** EXERCISE **
Pull out every line of the listing below that contains the string "over".

Excerpts of pointing data:
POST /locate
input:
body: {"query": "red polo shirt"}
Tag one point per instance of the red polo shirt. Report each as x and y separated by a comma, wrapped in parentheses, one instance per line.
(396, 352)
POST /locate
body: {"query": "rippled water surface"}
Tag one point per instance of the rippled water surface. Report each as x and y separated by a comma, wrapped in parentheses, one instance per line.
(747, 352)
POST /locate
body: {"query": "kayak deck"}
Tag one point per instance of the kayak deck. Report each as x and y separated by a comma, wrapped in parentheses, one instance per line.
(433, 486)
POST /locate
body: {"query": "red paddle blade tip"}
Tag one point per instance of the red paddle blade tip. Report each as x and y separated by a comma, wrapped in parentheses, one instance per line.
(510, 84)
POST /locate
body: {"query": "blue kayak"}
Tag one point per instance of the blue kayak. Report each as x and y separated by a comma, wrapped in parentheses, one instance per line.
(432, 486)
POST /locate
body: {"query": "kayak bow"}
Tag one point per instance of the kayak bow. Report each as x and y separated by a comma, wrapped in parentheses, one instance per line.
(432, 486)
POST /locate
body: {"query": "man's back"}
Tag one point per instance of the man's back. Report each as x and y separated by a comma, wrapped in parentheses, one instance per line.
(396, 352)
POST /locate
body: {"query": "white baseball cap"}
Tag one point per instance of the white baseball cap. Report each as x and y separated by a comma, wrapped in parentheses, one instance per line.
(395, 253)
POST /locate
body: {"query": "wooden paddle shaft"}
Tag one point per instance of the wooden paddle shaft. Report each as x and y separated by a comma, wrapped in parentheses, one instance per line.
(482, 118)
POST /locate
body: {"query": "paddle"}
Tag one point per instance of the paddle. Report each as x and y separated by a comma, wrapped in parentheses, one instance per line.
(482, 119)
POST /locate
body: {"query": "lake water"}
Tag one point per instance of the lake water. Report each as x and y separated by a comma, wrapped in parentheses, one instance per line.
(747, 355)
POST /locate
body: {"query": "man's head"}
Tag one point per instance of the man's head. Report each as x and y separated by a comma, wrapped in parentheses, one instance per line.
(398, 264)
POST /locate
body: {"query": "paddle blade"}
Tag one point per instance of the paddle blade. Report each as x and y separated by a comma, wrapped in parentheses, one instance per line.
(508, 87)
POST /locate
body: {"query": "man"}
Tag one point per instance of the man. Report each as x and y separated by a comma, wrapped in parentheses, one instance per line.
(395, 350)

==

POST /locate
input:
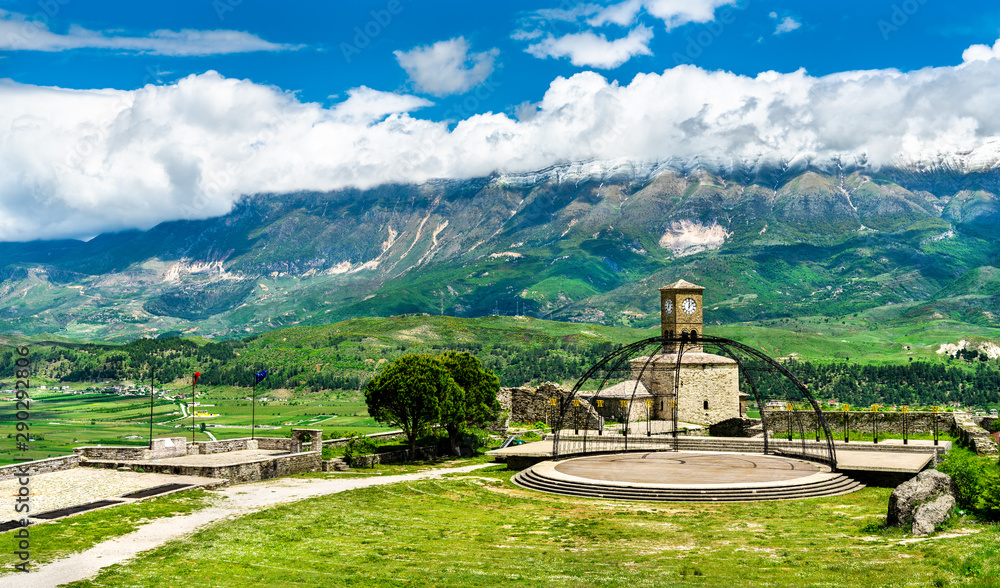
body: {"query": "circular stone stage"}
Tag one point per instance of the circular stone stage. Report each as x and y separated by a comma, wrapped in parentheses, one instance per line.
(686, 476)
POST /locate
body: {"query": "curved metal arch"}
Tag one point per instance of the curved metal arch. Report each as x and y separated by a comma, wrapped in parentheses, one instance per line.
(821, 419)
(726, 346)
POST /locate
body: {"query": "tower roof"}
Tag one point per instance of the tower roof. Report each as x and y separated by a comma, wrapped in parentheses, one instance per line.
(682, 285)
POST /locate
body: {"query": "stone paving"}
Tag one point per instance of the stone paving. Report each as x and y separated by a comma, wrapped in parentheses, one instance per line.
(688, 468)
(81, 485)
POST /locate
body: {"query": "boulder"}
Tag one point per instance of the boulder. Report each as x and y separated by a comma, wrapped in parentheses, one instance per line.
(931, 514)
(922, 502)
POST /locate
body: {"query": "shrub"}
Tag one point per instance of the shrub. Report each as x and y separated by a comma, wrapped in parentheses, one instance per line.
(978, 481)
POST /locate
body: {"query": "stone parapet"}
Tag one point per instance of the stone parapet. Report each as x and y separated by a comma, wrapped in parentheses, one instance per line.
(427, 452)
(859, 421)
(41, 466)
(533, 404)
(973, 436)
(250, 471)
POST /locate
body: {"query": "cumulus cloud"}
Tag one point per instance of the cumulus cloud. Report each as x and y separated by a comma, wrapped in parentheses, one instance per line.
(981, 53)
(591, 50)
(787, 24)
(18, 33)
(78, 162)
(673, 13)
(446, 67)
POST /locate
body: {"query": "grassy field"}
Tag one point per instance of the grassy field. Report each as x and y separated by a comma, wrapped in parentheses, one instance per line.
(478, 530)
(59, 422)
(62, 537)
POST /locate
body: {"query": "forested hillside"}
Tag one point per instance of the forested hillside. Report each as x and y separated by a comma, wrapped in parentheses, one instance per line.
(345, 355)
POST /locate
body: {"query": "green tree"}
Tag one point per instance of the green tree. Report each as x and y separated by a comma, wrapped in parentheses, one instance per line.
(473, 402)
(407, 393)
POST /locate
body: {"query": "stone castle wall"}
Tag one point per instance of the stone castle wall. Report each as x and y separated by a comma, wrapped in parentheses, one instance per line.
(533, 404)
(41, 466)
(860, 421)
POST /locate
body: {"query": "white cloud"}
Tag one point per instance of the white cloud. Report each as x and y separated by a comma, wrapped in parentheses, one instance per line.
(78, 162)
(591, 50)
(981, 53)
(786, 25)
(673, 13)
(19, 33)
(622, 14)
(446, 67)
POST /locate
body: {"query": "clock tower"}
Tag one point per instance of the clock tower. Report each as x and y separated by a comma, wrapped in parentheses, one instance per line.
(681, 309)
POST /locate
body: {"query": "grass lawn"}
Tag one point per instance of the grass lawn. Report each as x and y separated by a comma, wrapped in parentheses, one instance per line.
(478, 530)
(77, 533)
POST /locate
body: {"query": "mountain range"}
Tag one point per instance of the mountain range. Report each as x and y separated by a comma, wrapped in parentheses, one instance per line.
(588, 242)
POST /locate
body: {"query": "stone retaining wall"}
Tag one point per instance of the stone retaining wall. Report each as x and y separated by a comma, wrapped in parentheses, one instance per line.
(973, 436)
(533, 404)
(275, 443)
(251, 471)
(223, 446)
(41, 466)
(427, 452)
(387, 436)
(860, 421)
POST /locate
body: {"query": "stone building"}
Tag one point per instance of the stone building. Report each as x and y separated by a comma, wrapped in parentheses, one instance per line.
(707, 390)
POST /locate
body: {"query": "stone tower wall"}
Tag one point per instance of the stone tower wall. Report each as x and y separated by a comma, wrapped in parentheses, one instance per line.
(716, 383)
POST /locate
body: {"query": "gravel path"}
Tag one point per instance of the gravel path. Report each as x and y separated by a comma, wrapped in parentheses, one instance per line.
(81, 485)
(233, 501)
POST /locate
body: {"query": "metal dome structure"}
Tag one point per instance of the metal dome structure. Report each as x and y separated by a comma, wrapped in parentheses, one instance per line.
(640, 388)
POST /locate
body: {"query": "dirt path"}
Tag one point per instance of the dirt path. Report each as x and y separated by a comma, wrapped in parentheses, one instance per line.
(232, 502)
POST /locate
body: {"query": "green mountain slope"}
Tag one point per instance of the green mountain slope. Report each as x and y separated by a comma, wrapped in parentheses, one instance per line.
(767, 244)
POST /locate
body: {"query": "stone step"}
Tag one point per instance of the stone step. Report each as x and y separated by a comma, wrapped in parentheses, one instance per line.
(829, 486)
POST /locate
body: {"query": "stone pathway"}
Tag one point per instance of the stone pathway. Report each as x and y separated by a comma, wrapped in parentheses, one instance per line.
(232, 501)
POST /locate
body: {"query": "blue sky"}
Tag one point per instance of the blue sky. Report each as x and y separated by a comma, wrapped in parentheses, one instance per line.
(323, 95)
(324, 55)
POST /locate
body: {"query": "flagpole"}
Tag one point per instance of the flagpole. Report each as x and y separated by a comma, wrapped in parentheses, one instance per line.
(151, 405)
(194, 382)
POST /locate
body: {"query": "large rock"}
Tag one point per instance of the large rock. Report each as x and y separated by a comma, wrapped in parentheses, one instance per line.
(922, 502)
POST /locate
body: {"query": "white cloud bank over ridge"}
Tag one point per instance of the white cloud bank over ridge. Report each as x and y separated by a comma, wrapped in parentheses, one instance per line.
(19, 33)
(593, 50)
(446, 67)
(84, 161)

* * *

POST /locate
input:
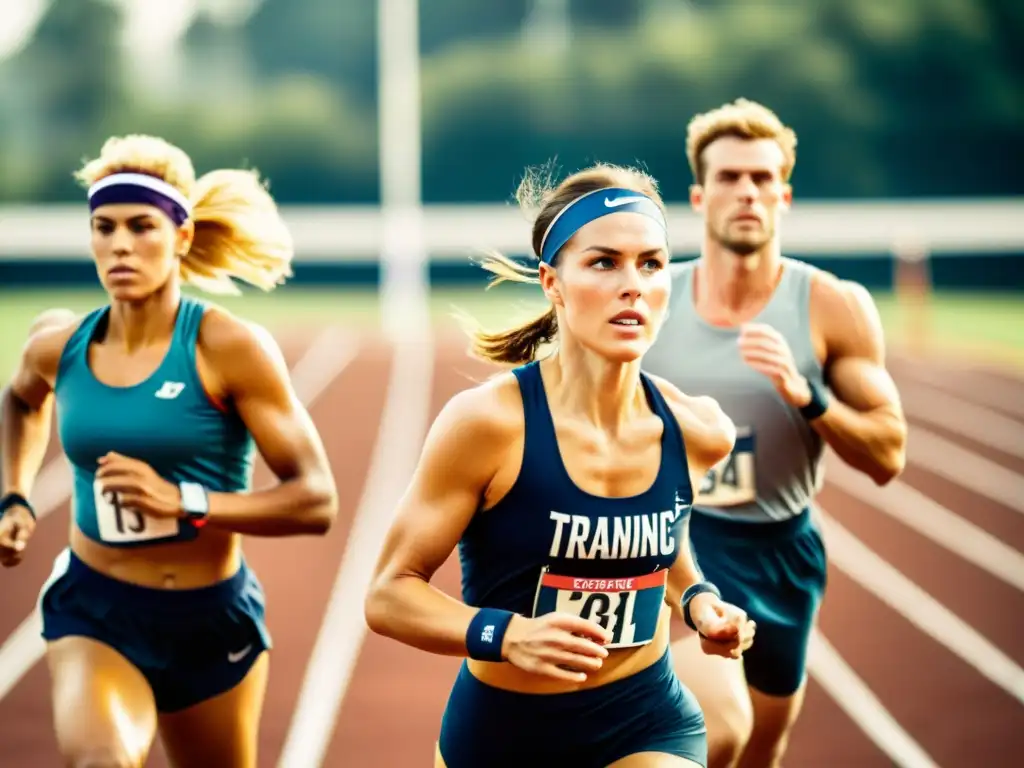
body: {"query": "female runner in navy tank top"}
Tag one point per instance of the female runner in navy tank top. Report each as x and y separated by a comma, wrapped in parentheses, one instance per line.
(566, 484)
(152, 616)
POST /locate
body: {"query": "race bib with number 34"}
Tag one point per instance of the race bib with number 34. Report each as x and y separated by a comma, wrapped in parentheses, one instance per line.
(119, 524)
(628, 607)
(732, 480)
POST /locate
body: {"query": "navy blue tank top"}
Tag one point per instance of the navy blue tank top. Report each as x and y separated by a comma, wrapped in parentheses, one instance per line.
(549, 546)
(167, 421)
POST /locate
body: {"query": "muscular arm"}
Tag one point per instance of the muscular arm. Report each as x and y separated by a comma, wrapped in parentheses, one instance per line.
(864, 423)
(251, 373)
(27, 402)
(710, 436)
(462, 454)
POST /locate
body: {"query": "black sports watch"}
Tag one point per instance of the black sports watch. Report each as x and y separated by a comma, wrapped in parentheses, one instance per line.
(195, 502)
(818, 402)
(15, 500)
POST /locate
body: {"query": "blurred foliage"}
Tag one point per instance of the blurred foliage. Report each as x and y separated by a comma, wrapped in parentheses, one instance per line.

** EXERCISE RESULT **
body: {"query": "white cloud bank over ridge"}
Tag one point per instance of the white cloud bank over ridge. Report each as x and y separated by a comma, wrapped in parentheses, one instance per line.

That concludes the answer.